## Brief:
Please continue the piece on project bottlenecks, starting right after its last sentence.

>> begin Text to read

It disappears. Who's the guilty party holding it up?
When you're looking for the cork that
has caused the project bottleneck, you often don't have to
look farther than the corner office.
Why is the clog always at the top
of the bottle?
Simple answer: because subordinates
can't get away with that stuff. Or not for long anyway. If
they continually impede the progress of projects, they'll
be out the door.
The blockage is rarely the fault of
an outside supplier either. Simple reason. The supplier's
paycheck is dependent upon the project's completion. So the
faster the project get's off the skids, the sooner he
can send his invoice.
The reasons for bottlenecks are various
and rarely understood. We once knew an executive who'd pull
stalling tactics when his budget couldn't float the project.
When cash flow dried up, the project—coincidently—went
aground.
Then there was the CEO who couldn't
delegate responsibility. Convinced that no one could do the
work as well as he could he overburdened himself with mounds
of projects that rapidly backlogged. Many simply died of starvation.
It seemed to be fear of failure that
prevented T.J. Timmons, the project manager, from acting in
a timely manner on the tasks before his group. He made the
mistake of thinking that the decision not to act would keep
him from making the wrong decision. He created his bottleneck
through inaction.
Risky Business
This is risky business, this writing
about bottlenecks, for few, including the writers, are completely
exempt from causing the clog. Still, it takes a
well adjusted and honest soul to put on the goggles of self-recognition,
so if you're willing to do so, here's an exercise to try.
Purchase a bottle of Heinz Tomato
Ketchup (the thick, slow-moving kind). Cut a piece of paper
about the size of the Heinz label and print the following
slogan on a piece of paper about the size of the Heinz label
and glue this slogan over the label: THE BOTTLENECK IS ALWAYS
AT THE TOP OF THE BOTTLE.

>> end Text to read
>> begin Stored data

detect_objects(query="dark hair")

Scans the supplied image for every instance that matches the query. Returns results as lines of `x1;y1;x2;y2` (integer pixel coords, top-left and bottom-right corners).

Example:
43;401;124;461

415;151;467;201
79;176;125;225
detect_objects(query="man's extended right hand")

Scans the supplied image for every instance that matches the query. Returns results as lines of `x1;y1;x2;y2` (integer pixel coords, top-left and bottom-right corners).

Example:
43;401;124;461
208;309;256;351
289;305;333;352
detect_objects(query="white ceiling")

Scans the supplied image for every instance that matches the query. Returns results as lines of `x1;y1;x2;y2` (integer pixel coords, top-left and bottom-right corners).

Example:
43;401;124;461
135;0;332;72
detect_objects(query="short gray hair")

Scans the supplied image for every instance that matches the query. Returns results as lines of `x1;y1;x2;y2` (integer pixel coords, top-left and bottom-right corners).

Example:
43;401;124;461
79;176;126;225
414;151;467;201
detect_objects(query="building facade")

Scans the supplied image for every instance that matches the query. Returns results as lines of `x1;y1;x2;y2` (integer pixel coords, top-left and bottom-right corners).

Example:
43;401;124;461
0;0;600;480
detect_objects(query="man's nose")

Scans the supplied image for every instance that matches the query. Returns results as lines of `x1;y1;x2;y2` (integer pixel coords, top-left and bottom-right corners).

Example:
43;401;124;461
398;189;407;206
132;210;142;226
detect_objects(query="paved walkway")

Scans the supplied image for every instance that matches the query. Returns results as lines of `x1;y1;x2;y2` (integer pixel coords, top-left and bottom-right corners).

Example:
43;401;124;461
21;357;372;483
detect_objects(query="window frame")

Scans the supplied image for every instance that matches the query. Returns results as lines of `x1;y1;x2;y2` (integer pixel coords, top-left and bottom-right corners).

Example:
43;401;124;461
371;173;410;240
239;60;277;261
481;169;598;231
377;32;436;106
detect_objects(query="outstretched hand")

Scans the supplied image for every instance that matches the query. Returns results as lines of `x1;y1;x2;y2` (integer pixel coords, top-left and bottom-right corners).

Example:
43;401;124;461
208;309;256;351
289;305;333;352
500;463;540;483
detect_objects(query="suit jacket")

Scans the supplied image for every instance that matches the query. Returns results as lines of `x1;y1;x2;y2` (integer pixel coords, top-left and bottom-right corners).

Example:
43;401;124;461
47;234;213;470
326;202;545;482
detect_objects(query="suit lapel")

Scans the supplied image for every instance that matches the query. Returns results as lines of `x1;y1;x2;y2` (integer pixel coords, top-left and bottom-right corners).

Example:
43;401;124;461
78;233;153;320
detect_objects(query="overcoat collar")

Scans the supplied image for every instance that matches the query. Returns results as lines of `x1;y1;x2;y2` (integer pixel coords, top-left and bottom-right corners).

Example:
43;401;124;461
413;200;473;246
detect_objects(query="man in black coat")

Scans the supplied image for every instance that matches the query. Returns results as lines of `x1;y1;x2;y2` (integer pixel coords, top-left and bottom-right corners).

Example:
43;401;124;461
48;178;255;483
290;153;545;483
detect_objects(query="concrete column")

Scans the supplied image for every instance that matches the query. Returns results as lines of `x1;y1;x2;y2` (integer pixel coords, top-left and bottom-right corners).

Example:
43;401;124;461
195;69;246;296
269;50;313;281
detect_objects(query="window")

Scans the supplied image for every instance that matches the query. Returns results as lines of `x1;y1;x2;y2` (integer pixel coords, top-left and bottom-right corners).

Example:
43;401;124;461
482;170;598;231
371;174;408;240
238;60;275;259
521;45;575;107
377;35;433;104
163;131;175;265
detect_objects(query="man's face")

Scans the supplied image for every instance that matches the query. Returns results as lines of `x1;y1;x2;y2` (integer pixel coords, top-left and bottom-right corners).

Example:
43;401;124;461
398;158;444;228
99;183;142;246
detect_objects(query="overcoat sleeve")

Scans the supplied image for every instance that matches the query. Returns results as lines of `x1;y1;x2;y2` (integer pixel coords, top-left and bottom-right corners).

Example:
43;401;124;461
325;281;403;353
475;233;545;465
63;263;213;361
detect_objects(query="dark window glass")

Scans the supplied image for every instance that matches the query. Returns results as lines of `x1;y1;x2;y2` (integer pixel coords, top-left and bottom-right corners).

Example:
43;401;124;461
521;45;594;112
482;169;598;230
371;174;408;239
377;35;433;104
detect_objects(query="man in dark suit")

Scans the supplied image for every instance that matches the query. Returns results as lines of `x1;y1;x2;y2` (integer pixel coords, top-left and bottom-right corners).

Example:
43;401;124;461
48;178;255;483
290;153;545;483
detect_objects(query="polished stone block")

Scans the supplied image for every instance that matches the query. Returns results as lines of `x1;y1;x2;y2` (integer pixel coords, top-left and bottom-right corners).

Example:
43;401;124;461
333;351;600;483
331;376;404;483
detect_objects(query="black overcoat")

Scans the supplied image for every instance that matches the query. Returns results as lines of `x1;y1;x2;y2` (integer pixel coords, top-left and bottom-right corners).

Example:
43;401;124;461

>> end Stored data

## The answer:
Now put the bottle off to the side
of your desk, Glance at it from time to time. Let it inspire
you to make the time in your busy schedule to sort through
projects that have collected in your office. Now give your
project backlog a few whacks on the bottom to jar those stalled
projects loose. Get'em moving along agin.
Caught in a Bottleneck?
But suppose you're caught in
a bottleneck, not the cause of one—what can you do?
Frustrating situations call for drastic
measures. Arnold the Ad Manager, having experienced a bottleneck
or two that made his professional life very tough, learned
to circumvent them by excluding the probable cause from the
creative process.
One day Probable Cause appeared in
Arnold's office.
"How come I never get to see
the ads before they appear in the magazines?" the CEO
wanted to know.
"Well, do you like the ads, George?"
Arnold asked.
The CEO thought. "Yes I do,"
he said finally.
"If I showed you the ads, George,
you would change them, wouldn't you?"
The CEO was a fair man and this was
a fair question. He considered it.
"Yes, I probably would."
"Well, that's why I don't show
you the ads, George. You'd change them and we'd have to do
them over and we'd never get anywhere."
Admiral Grace Hopper once advised,
"Go ahead and do it. It's easier to apologize than ask
permission."
She must have had some experience
with bottlenecks.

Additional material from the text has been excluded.